▶ **Provided text**
----

The 2014 season however proved to be much closer. Now with teams following Liverpools initiative, the majority of the league were finally training full time. Results were now a lot closer, and on the last day of the season the league was still able to go to 3 different teams, with Chelsea, Birmingham and Liverpool all in the hunt. In the end Liverpool pipped Chelsea to the top spot on goal difference. Both teams finished with 26 points, Liverpool with a goal difference of 9 and Chelsea of 7. However, this season Liverpool only managed to score 19 goals over the course of the 14 games. Albeit, Carney only led the goal scoring charts with 6 goals, but Dowie (Liverpools top league scorer) lay 13th in the scoring charts with 3 goals in 14 full games. (She was never subbed off in the league).

So what happened to make this so close? Did Liverpool only run away with the title in 2013 because they were full time and had more contact with their players? So, 2014 it was more of a level playing field? Had teams worked Liverpool out? Were Liverpool not preparing well for their opposition? All these questions and answers are quite speculative, and only if you were inside the club would you be able to answer these questions properly.

But for me, it is likely a combination of all these. At the end of the 2014 season I managed to get down to see the first leg of the Champions League qualifier against Linköping. Yes this was new territory for Liverpool, and yes they won that tie 2-1, but I left knowing that they would be lucky to progress to the next round. Now, I knew nothing about Linköping, with the exception of having seen Harder play a few times in the Euros, but at a guess, I would have expected a Swedish team to setup in a 4-4-2, and basically play the way they did. I also know how tough it can be to acquire footage of different teams in the womens’ game (even at International level), but it looked like Liverpool weren’t prepared for how Linköping set up and played, even if their own performance was more important. The depth of the forwards cancelled out Williams getting on the ball and taking control of the game. Overall, I thought Liverpool were better on a player to player basis, but tactically they weren’t up to scratch. They lost the away leg 3-0 and were out of the Champions League.

So from winning the league, being knocked out of the Champions League, making a few signings, and also losing a few notable players (Davison and Bronze), Liverpool started the new season with being knocked out of the FA Cup. Then they lost their opener at home against the newcomers, Sunderland 2-1. The ‘no-hopers’ (which was ironically used to describe Liverpool in the past) had beaten the reigning champions in the opening fixture of the season. Liverpool really couldn’t get a run going before the mid-season break, beating Birmingham and Man City, but having lost to Sunderland, Chelsea and Notts County. After the break, things looked good with a 3-1 win over Arsenal, but again they couldn’t put together a run of wins.

----

▶ **Requirements**
1. Translate this sentence from the article into Spanish: "In the end Liverpool pipped Chelsea to the top spot on goal difference."
2. Print the article's passage word for word, from "The 2014 season however" up to and including "in the league).".
Work from the article alone.

▶ **Supplied material**
----

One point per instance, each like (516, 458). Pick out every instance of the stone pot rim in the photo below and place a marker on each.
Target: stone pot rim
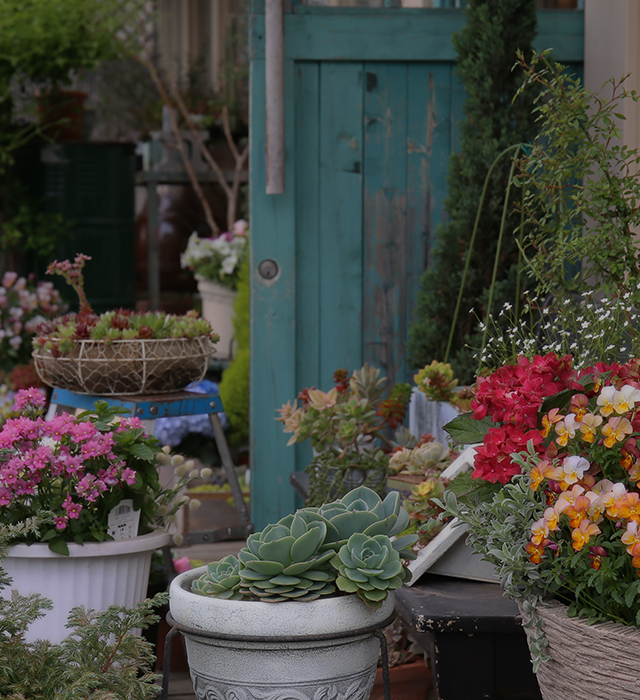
(325, 616)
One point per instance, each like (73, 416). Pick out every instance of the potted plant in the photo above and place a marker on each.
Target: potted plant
(216, 263)
(102, 655)
(435, 400)
(554, 506)
(294, 614)
(345, 426)
(120, 352)
(96, 478)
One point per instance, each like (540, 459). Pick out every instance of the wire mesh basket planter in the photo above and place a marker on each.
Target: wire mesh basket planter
(153, 366)
(588, 662)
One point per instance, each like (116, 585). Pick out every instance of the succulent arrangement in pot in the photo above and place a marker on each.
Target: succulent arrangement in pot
(295, 612)
(95, 479)
(346, 427)
(216, 263)
(120, 352)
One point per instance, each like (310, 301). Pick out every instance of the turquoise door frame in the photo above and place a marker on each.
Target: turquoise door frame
(346, 279)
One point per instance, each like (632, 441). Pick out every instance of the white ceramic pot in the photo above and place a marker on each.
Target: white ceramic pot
(217, 308)
(277, 650)
(96, 575)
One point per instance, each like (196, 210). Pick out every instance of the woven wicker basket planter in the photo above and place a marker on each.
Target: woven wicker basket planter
(126, 366)
(588, 662)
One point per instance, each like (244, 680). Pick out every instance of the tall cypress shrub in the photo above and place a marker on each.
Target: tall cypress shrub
(486, 48)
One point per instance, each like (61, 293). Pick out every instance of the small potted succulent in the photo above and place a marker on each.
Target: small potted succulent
(346, 427)
(93, 480)
(120, 352)
(216, 263)
(295, 613)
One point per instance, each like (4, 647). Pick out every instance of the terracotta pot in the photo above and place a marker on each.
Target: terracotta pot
(407, 682)
(61, 114)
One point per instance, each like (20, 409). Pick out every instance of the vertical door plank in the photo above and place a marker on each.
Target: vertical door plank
(340, 261)
(385, 199)
(273, 332)
(308, 272)
(429, 142)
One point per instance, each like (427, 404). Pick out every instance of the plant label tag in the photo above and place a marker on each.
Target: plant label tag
(123, 521)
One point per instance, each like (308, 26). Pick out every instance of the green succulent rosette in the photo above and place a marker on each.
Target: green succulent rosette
(370, 567)
(363, 511)
(285, 562)
(221, 580)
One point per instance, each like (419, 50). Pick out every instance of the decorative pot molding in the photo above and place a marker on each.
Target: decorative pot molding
(250, 650)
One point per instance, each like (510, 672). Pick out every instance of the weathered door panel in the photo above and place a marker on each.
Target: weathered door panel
(372, 113)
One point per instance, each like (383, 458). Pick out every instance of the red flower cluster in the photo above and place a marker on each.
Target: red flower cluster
(513, 396)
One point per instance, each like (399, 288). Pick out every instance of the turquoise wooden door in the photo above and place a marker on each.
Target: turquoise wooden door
(372, 106)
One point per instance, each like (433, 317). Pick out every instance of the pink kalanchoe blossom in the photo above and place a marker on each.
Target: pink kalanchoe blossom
(82, 430)
(60, 521)
(128, 476)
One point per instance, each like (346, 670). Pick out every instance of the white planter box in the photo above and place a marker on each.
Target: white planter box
(447, 554)
(217, 308)
(96, 575)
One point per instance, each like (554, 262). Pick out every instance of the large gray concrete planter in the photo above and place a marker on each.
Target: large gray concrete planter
(247, 650)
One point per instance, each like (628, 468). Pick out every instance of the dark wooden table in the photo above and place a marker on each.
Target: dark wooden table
(472, 633)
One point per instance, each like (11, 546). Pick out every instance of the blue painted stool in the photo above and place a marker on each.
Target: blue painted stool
(180, 403)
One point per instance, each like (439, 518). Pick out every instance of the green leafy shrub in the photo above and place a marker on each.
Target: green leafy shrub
(486, 47)
(234, 387)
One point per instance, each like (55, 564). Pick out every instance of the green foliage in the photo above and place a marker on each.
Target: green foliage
(580, 190)
(46, 41)
(332, 475)
(486, 47)
(370, 567)
(284, 562)
(297, 558)
(221, 580)
(234, 387)
(103, 658)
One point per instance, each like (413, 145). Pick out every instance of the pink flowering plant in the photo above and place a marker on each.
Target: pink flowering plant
(77, 469)
(23, 307)
(554, 501)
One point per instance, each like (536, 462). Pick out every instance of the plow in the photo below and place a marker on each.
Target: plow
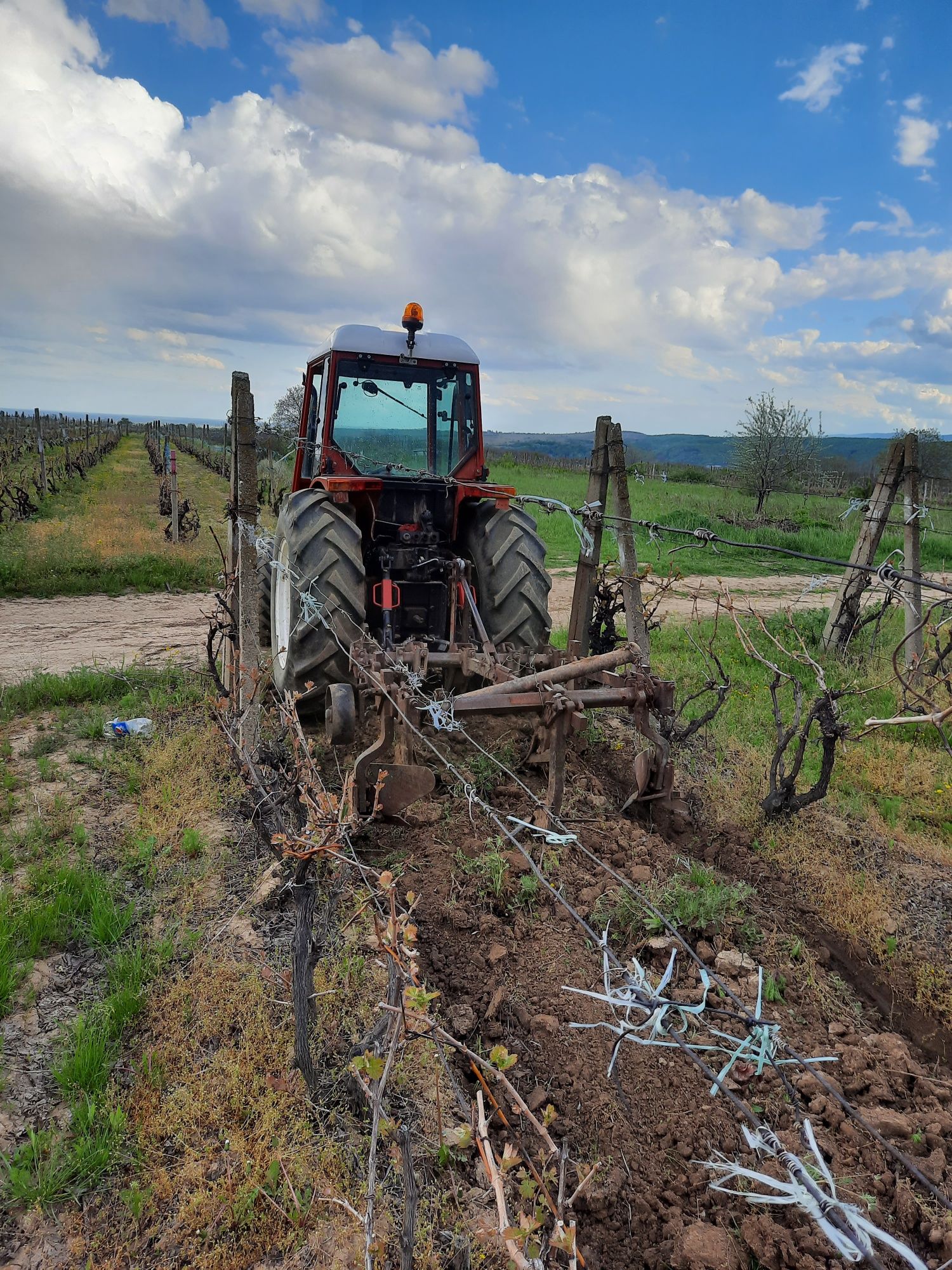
(558, 694)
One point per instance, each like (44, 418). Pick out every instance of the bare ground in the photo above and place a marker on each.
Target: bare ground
(86, 631)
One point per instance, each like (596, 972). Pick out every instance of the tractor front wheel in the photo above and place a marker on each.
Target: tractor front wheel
(512, 585)
(318, 598)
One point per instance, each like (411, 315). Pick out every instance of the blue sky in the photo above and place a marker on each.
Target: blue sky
(654, 213)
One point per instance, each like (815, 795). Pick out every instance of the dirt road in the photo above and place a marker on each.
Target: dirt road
(87, 631)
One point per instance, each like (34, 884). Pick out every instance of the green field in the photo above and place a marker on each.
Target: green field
(694, 506)
(106, 535)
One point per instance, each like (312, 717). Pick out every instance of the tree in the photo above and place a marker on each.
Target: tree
(286, 416)
(935, 454)
(775, 448)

----

▶ **Responses to the tasks**
1. Al final, el Liverpool le arrebató el primer puesto al Chelsea por diferencia de goles.

2.
The 2014 season however proved to be much closer. Now with teams following Liverpools initiative, the majority of the league were finally training full time. Results were now a lot closer, and on the last day of the season the league was still able to go to 3 different teams, with Chelsea, Birmingham and Liverpool all in the hunt. In the end Liverpool pipped Chelsea to the top spot on goal difference. Both teams finished with 26 points, Liverpool with a goal difference of 9 and Chelsea of 7. However, this season Liverpool only managed to score 19 goals over the course of the 14 games. Albeit, Carney only led the goal scoring charts with 6 goals, but Dowie (Liverpools top league scorer) lay 13th in the scoring charts with 3 goals in 14 full games. (She was never subbed off in the league).